____ SELECTED PASSAGE

Files on the Cluster Quorum Might be Missing, Inaccessible, or Corrupt

Applies To: Windows Server 2003, Windows Server 2003 R2, Windows Server 2003 with SP1, Windows Server 2003 with SP2

To understand this topic in context, see the flowchart in Troubleshooting Quorum Resource Problems.

If you can start the Cluster service only when you use the /fixquorum option but then you succeed at bringing the quorum resource online (with Cluster Administrator), there is probably a problem with the configuration files on the quorum resource, as described in the "Cause" description in this topic. You can examine the files on the quorum resource and replace them if necessary.

Cause

There are a variety of possible causes. Like any files, the cluster configuration files on the quorum resource can become corrupted. Also, the files might be missing or they might be impossible to write to, for example, because of incorrect permissions or because the disk is full.

Solution

Use Windows Explorer to examine the files on the quorum resource. The files will be in a folder, almost always called MSCS, and in subfolders of that folder. Check the permissions on the files and the folder, and check whether the quorum disk is full. Then use the following tables to help you determine if any files are missing or corrupt. The procedures later in this topic can help you replace files as appropriate.

Files That Should be Present on the Quorum Resource

File Description

Chkxxx.tmp

Copy of the cluster configuration database (also known as a checkpoint file, but not to be confused with registry checkpoints for resources). If the file contains 0 bytes, it is definitely corrupt. Even if it contains more than 0 bytes, it could be corrupt.

If you have the original release of Windows Server 2003, the Cluster service will not start if the Chkxxx.tmp file is missing or corrupt. However, if you have Windows Server 2003 with SP1, in many situations the Cluster service can automatically re-create this file if it is missing or corrupt.

Quolog.log

The quorum log, which records changes to the cluster configuration database, but only those changes that occur while one or more nodes are down. The file exists even when all nodes are functioning, but information is added to it only when a node is offline. Information in the log is carefully marked according to sequence and timing so that it can be used correctly when nodes go down and come back up.

If you have the original release of Windows Server 2003, the Cluster service will not start if Quolog.log is missing or corrupt. However, if you have Windows Server 2003 with SP1, in many situations the Cluster service can automatically re-create this file if it is missing or corrupt.

Folders and Files That Might be Present on the Quorum Resource

File Description

Folder called {GUID}

Folder for each resource that is configured with registry checkpoints or cryptographic key checkpoints. The resource GUID is the name of the folder.

{GUID}\*.cpt

Checkpoint files for resources configured with registry checkpoints.

{GUID}\*.cpr

Checkpoint files for resources configured with cryptographic key checkpoints.

Use the following procedures to replace a missing or corrupted file.

To replace a missing or corrupt Chkxxx.tmp file or quorum log or both on the quorum resource

  1. If the Cluster service is running (with the /fixquorum option), stop it by typing:

    net stop clussvc

  2. On a node that was functioning correctly when problems with the quorum resource appeared, restart the Cluster service with the /resetquorumlog option by typing:

    net start clussvc /rq

    This re-creates the Chkxxx.tmp file based on the cluster configuration information on that node.

________

▶ **TO DO**:
1. According to the quorum troubleshooting page, what is the folder that holds the files on the quorum resource almost always called?
2. Reproduce the stretch of the quorum troubleshooting page from "Folders and Files" through "with registry checkpoints.", switching "registry checkpoints" to "configuration checkpoints".

____ DATA

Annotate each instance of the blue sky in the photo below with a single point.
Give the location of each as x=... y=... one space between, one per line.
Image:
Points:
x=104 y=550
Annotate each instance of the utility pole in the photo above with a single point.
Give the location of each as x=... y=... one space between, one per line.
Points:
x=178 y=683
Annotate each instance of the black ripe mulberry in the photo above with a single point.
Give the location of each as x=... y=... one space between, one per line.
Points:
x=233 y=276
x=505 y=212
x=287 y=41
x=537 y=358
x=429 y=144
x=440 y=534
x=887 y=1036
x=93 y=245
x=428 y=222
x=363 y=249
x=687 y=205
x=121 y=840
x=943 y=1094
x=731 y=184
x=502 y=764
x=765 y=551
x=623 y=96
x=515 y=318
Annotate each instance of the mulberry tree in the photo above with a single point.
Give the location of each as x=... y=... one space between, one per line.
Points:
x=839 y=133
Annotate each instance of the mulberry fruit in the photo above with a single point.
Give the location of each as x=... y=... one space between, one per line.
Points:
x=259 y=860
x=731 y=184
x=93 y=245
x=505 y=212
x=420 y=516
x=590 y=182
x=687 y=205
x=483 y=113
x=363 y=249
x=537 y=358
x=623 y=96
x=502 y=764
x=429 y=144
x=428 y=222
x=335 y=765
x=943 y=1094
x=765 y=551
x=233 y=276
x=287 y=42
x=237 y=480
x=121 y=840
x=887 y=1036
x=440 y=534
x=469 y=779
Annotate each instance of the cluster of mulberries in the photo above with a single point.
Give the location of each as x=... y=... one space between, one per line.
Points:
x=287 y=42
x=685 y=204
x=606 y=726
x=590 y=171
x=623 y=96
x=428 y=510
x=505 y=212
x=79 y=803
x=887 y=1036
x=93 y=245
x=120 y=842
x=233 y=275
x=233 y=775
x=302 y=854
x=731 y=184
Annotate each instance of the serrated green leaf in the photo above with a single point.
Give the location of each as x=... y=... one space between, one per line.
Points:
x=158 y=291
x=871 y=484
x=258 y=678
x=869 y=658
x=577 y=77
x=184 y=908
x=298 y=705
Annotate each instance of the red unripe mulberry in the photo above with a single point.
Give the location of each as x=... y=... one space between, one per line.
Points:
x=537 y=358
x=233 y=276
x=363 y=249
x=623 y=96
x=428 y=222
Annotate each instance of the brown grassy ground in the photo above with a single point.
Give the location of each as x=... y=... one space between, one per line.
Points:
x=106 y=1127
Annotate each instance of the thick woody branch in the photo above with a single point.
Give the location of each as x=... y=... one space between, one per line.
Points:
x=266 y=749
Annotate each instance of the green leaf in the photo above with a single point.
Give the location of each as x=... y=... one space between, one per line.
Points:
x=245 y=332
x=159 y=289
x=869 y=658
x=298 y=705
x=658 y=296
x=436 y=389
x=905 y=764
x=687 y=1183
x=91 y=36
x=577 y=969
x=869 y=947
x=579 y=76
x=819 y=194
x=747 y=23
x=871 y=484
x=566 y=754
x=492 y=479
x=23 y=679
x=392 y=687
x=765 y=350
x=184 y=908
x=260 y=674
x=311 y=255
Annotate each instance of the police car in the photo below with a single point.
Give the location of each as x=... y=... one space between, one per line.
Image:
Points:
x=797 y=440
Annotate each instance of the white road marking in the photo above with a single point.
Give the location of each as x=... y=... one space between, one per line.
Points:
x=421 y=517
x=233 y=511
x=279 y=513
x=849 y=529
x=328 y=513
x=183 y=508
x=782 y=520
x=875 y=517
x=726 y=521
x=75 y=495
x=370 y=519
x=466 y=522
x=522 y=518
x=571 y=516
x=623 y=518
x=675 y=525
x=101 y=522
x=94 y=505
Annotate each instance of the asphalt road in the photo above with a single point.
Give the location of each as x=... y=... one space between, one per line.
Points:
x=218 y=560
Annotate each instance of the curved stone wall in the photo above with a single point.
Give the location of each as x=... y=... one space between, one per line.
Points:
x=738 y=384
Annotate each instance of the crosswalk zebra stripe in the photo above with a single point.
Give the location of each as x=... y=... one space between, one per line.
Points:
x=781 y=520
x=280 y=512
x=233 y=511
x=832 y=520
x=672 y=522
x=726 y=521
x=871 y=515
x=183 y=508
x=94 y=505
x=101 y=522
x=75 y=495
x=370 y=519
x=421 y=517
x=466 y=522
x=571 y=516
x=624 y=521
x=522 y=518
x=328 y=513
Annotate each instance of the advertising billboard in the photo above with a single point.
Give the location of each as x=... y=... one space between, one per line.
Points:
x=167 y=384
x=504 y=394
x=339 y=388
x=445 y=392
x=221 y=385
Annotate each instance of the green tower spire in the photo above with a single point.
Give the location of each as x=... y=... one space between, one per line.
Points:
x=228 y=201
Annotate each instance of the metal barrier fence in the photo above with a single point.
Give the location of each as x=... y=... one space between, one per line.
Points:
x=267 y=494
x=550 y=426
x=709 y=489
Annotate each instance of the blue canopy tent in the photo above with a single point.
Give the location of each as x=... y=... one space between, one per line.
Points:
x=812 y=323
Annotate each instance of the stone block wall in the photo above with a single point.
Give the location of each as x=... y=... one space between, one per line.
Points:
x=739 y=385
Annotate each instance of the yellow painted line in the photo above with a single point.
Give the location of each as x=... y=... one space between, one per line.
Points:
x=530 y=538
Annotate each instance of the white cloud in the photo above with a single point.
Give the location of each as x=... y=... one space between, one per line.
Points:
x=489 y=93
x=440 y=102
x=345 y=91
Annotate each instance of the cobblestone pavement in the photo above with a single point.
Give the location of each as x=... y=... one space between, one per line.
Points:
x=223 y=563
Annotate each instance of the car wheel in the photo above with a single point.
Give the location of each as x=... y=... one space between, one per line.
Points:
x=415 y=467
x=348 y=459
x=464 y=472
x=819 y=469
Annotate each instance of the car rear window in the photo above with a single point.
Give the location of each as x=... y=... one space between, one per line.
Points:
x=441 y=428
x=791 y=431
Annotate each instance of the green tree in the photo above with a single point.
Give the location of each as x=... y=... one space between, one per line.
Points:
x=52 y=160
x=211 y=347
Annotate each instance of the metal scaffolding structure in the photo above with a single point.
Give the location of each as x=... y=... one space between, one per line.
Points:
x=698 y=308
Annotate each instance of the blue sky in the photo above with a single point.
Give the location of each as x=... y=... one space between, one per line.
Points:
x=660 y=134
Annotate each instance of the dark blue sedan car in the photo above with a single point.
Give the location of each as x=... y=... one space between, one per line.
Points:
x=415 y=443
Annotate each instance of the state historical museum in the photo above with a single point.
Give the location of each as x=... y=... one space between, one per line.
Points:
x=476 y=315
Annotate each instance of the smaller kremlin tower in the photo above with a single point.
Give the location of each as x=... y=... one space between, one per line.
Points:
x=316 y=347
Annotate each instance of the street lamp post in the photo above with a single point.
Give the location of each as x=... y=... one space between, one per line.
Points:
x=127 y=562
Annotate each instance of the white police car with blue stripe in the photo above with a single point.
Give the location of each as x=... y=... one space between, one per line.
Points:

________

▶ **COMPLETE ANSWERS**:
1. MSCS

2.
Folders and Files That Might be Present on the Quorum Resource

File Description

Folder called {GUID}

Folder for each resource that is configured with configuration checkpoints or cryptographic key checkpoints. The resource GUID is the name of the folder.

{GUID}\*.cpt

Checkpoint files for resources configured with configuration checkpoints.